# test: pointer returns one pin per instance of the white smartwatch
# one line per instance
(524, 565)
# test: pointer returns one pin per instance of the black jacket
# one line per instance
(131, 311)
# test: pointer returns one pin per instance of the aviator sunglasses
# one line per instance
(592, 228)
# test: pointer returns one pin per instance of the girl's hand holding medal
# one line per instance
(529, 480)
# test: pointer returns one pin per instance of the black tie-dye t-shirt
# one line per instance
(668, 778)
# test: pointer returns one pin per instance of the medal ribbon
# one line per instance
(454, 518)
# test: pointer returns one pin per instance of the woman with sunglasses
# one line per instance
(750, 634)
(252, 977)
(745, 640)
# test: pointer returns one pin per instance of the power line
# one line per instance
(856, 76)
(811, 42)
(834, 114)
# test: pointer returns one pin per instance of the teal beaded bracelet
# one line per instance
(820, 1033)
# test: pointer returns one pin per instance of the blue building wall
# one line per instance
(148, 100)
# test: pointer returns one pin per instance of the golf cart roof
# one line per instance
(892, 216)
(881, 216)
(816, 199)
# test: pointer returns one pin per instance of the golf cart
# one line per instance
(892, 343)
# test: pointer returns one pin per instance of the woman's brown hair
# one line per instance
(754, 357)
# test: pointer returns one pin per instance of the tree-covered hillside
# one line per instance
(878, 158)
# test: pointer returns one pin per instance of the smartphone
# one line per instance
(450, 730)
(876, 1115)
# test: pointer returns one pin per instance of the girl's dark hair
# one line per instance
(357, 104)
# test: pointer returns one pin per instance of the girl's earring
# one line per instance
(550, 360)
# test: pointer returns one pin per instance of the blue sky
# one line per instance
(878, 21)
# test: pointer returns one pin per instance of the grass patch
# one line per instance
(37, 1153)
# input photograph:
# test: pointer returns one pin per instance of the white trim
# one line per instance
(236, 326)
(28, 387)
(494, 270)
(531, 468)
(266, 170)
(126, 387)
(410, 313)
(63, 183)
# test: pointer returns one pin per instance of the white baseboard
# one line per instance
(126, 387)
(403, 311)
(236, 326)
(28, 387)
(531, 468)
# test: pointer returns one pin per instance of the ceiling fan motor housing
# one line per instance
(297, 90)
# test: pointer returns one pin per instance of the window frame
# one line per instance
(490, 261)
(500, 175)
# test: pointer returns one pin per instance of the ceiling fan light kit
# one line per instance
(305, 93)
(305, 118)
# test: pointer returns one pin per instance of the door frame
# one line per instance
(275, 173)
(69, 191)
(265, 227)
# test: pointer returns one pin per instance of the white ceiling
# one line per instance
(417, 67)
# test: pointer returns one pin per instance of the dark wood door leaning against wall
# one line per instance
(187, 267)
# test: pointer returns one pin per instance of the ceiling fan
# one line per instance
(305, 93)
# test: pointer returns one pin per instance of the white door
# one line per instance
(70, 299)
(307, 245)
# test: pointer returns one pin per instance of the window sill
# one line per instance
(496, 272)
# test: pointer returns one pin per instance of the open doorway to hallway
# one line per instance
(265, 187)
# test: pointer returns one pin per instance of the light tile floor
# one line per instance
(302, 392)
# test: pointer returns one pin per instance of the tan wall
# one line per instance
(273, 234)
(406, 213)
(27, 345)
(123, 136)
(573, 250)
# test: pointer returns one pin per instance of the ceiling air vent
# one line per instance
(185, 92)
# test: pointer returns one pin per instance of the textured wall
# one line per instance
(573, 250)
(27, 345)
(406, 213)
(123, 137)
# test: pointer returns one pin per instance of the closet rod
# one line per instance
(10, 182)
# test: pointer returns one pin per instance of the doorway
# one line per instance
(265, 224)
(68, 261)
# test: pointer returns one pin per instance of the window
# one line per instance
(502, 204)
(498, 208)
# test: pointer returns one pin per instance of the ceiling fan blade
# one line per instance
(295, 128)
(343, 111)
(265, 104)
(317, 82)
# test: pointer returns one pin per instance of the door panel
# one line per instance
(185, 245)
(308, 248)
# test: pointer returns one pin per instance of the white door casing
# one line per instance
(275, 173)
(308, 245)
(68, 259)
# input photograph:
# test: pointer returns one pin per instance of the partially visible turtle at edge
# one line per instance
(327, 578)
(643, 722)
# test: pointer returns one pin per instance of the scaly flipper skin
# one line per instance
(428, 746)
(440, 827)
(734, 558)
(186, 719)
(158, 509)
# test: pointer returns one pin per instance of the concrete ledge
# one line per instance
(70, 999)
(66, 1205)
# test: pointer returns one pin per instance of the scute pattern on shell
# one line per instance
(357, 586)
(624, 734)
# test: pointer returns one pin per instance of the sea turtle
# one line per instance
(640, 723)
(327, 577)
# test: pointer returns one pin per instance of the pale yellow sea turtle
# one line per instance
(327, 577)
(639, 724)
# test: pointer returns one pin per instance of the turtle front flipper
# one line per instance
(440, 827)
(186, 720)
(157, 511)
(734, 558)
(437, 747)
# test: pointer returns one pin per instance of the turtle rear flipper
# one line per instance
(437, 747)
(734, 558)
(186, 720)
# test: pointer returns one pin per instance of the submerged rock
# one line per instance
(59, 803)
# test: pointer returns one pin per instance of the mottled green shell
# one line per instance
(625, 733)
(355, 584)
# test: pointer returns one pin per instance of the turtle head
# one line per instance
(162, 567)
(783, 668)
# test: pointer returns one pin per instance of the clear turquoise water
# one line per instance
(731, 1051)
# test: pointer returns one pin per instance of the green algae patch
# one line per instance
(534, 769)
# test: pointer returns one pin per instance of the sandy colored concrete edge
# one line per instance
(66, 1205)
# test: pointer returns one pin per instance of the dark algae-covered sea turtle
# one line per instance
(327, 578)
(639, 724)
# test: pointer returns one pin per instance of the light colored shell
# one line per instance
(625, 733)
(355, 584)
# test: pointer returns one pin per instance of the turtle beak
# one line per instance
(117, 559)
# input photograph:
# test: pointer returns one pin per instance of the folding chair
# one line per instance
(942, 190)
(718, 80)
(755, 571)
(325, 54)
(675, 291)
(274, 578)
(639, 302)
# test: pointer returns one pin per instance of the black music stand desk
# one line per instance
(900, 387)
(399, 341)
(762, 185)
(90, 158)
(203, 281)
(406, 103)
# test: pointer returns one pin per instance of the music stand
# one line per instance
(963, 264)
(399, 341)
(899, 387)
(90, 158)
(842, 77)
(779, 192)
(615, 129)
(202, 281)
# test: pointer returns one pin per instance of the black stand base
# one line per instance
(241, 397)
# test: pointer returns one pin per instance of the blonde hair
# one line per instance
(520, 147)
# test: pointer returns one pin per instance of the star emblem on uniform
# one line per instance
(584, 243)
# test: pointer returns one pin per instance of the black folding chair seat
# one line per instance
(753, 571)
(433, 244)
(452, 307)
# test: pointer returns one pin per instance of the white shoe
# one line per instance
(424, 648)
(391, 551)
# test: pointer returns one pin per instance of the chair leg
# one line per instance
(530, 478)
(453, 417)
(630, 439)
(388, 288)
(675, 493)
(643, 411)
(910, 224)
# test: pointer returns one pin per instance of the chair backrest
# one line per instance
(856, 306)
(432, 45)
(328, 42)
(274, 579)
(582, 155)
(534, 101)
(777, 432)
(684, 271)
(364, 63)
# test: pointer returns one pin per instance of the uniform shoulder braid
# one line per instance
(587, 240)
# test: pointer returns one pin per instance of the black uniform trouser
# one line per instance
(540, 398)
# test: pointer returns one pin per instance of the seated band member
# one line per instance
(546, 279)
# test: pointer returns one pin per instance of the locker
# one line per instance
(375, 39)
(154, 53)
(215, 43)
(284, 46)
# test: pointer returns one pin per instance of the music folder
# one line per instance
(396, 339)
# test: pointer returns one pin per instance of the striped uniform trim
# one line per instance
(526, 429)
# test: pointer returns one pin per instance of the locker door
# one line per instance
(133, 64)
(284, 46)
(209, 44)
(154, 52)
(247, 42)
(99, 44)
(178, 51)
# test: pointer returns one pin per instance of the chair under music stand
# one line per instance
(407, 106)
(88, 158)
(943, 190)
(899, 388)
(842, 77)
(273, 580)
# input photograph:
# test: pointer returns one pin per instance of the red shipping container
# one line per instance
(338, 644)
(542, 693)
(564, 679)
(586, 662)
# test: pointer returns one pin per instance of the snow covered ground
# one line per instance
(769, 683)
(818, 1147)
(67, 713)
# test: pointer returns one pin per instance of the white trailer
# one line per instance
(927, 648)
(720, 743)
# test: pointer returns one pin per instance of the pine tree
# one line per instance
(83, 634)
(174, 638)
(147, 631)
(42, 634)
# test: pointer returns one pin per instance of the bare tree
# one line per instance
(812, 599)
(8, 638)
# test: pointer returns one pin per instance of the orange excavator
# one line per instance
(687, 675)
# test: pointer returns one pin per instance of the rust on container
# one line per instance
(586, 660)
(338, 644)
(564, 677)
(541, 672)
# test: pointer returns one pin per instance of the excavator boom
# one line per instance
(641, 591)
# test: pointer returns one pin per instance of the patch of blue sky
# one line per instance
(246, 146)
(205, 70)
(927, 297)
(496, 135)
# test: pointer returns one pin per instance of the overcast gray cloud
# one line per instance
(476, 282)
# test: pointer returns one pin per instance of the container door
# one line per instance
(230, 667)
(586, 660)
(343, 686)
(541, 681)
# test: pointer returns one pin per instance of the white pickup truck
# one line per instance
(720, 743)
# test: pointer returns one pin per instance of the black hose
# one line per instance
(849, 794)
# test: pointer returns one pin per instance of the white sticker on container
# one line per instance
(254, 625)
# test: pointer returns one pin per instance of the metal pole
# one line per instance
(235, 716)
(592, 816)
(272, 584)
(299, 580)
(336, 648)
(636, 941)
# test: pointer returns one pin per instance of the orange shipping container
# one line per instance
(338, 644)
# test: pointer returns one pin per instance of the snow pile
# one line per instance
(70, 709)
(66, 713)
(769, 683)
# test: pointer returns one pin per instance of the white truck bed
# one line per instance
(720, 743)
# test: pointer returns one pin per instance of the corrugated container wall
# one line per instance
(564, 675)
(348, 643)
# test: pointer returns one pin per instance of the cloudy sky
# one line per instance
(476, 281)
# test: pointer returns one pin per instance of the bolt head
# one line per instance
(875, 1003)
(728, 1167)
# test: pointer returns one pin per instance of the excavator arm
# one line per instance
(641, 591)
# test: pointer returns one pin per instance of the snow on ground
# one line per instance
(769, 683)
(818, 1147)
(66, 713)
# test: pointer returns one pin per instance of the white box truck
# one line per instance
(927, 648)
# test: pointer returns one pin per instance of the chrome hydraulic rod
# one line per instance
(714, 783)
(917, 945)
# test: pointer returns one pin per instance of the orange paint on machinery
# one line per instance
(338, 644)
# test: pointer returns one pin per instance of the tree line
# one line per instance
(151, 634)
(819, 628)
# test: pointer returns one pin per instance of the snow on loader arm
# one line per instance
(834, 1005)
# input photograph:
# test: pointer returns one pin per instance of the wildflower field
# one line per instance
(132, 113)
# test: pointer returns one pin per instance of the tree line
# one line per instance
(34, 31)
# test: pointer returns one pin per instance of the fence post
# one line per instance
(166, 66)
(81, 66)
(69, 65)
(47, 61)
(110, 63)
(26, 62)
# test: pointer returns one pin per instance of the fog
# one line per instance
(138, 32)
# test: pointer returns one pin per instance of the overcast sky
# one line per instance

» **Set task**: Reproduce exactly the line containing "on loader arm" and every line after it through the end of the records above, and nothing else.

» **Full answer**:
# test: pointer returns one pin per instance of the snow on loader arm
# one line per instance
(834, 1005)
# input photograph:
# test: pointer returns one pin per instance of the wildflower field
# one line per instance
(132, 113)
# test: pointer returns one pin per instance of the tree line
# one line per instance
(34, 31)
# test: pointer returns one pin per instance of the fence post
# one line per instance
(166, 66)
(81, 66)
(69, 65)
(47, 61)
(110, 63)
(26, 62)
# test: pointer returns one pin per instance of the fog
# one line per instance
(138, 32)
# test: pointer returns one pin per instance of the overcast sky
# one line per instance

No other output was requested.